# Saved entries:
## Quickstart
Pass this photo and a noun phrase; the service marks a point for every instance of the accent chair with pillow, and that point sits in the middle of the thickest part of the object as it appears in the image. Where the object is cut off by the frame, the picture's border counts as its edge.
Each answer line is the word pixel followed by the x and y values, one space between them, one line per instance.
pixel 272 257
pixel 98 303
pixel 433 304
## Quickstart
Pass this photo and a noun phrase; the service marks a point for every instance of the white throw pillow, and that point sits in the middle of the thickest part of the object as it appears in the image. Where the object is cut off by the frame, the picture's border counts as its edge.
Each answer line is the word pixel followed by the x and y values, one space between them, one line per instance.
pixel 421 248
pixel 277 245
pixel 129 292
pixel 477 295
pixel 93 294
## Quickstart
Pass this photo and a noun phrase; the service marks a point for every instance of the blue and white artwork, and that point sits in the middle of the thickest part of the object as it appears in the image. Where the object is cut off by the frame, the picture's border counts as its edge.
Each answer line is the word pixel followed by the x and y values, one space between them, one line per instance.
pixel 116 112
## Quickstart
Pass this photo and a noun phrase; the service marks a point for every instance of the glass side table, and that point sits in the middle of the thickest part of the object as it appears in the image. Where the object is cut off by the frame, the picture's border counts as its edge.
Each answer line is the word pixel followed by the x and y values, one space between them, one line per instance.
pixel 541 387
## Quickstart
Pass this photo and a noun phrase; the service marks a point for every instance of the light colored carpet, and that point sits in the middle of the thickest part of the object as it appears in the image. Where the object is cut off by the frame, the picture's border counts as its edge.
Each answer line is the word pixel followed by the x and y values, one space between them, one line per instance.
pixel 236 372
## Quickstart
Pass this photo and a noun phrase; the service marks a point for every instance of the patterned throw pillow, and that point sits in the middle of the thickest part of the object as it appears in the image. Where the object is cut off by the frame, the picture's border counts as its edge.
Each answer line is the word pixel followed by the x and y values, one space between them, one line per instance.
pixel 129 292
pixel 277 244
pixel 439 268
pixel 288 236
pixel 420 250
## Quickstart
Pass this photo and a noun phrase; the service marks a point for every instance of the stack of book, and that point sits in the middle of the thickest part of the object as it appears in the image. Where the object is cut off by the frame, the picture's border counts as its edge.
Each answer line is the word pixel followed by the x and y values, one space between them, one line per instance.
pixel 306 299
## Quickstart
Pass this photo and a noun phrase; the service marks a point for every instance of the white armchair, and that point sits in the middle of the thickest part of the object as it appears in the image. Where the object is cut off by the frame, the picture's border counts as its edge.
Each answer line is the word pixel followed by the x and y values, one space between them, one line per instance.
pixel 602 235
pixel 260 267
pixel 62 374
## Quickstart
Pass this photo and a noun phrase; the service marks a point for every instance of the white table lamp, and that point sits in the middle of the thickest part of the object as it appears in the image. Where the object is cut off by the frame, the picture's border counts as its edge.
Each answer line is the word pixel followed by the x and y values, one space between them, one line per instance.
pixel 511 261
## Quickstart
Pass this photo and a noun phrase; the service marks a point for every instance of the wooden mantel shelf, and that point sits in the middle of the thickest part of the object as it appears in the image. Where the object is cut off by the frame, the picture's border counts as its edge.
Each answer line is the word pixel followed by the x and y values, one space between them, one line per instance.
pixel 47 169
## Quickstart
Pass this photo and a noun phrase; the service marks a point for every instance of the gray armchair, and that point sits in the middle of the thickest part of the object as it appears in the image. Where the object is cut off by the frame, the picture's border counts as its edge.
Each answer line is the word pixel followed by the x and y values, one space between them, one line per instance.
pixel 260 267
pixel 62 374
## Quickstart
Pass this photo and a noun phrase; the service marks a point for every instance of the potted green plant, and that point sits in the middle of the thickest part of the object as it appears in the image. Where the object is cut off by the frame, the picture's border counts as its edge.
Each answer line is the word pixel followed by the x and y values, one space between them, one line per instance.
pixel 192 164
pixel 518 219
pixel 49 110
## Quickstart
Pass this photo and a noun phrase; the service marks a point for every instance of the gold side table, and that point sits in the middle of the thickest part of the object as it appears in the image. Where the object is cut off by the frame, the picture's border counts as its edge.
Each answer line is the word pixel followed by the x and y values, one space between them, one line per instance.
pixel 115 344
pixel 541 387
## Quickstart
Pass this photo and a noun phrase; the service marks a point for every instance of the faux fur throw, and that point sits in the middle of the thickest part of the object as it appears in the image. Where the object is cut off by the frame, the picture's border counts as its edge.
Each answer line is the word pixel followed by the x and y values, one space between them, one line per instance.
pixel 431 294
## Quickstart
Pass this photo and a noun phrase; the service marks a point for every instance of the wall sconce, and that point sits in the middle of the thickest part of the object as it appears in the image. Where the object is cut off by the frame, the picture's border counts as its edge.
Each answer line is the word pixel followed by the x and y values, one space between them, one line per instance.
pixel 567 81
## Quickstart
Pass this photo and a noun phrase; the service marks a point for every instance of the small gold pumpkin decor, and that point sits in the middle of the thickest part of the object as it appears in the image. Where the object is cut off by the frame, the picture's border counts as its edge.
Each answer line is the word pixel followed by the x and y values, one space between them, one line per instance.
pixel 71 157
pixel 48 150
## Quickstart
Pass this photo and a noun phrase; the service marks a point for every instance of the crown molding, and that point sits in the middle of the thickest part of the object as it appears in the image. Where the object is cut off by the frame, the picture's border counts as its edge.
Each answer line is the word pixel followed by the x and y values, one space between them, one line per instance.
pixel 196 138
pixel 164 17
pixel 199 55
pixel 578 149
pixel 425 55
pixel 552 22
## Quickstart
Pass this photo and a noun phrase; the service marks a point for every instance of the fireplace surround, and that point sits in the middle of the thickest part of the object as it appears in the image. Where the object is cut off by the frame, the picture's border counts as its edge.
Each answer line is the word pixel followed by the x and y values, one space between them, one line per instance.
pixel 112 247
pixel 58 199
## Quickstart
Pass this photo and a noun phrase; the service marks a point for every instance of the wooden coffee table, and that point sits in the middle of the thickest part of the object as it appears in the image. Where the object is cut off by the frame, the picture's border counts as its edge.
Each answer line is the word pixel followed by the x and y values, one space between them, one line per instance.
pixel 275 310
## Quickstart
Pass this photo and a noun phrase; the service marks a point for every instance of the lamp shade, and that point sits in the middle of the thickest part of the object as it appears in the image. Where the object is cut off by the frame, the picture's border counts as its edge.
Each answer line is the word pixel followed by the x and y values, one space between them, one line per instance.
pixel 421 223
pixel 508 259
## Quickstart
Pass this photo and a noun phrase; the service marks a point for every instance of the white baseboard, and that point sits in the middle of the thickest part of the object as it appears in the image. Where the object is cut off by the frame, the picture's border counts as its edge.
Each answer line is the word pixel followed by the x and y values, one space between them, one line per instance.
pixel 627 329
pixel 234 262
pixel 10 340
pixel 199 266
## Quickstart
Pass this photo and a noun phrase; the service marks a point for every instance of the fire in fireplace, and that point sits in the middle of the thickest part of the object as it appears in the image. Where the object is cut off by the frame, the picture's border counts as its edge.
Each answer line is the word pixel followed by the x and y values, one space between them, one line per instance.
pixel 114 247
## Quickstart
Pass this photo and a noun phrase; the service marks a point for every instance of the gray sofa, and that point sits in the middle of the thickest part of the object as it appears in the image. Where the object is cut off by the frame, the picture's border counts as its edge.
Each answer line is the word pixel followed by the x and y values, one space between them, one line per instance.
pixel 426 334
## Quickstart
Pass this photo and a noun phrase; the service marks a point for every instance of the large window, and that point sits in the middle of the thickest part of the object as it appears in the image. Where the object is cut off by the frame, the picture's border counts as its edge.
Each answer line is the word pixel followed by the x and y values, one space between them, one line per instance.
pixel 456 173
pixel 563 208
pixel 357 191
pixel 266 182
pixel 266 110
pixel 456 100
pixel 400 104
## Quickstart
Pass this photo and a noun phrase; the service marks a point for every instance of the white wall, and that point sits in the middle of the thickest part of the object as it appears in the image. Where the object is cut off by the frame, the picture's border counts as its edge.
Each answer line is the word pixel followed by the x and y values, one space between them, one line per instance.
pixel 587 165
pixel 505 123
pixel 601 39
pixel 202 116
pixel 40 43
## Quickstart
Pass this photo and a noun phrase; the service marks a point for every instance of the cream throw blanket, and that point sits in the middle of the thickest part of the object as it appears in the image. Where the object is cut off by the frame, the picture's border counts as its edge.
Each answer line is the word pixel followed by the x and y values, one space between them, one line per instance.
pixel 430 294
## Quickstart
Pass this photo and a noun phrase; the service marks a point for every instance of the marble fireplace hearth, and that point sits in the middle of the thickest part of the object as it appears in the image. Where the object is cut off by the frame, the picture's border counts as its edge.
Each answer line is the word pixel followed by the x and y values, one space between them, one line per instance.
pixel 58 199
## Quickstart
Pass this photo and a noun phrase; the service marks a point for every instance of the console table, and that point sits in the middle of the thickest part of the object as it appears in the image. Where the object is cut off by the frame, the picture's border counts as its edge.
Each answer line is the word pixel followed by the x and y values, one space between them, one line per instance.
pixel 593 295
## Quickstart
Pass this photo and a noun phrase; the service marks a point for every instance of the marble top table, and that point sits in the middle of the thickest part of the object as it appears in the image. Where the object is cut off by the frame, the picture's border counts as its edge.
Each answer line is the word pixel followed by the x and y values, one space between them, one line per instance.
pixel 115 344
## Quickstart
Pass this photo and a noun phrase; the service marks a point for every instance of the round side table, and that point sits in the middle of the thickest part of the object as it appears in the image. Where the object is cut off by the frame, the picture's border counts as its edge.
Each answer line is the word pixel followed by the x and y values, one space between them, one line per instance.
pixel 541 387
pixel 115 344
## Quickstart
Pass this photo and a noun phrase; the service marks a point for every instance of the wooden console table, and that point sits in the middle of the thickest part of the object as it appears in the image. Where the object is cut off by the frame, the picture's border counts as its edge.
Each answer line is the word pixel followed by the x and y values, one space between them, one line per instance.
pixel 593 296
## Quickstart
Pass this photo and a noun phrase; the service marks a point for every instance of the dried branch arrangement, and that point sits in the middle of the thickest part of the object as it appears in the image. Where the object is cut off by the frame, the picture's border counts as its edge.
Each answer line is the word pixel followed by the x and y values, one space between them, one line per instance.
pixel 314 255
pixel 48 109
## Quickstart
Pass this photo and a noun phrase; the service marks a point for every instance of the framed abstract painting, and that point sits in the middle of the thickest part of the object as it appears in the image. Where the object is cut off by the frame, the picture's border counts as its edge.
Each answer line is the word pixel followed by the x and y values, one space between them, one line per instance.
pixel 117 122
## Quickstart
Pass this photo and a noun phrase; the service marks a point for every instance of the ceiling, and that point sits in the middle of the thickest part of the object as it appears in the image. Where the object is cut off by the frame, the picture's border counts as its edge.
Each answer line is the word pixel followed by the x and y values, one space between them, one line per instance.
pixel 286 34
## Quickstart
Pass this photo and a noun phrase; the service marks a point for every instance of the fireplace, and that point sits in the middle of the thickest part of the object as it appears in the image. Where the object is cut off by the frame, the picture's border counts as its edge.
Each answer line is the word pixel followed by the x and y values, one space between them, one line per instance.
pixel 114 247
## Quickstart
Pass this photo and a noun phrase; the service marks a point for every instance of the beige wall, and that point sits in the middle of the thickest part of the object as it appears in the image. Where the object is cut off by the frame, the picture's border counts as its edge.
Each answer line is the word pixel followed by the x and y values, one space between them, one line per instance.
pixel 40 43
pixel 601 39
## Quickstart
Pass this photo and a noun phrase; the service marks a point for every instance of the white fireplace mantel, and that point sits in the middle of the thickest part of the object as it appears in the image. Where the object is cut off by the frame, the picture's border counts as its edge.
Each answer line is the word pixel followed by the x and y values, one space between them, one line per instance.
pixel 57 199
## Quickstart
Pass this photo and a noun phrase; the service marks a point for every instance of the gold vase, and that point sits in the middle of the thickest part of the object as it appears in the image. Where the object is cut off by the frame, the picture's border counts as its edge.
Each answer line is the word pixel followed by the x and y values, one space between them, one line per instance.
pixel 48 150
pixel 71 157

# Assignment:
Scan the records for the word "console". Copy each line where it turns up.

# Answer section:
Pass this photo and a noun phrase; the service marks a point for every instance of the console table, and that point sits in the middle of the thickest part of the object as it appears in the image. Where the object is cut off by the frame, the picture's border counts as its edge.
Pass this photo and a noun phrase; the service marks a point for every instance of the wooden console table, and that point sits in the middle of the thickest part of the object as it appears in the image. Where the object is cut off by the frame, the picture's border counts as its edge.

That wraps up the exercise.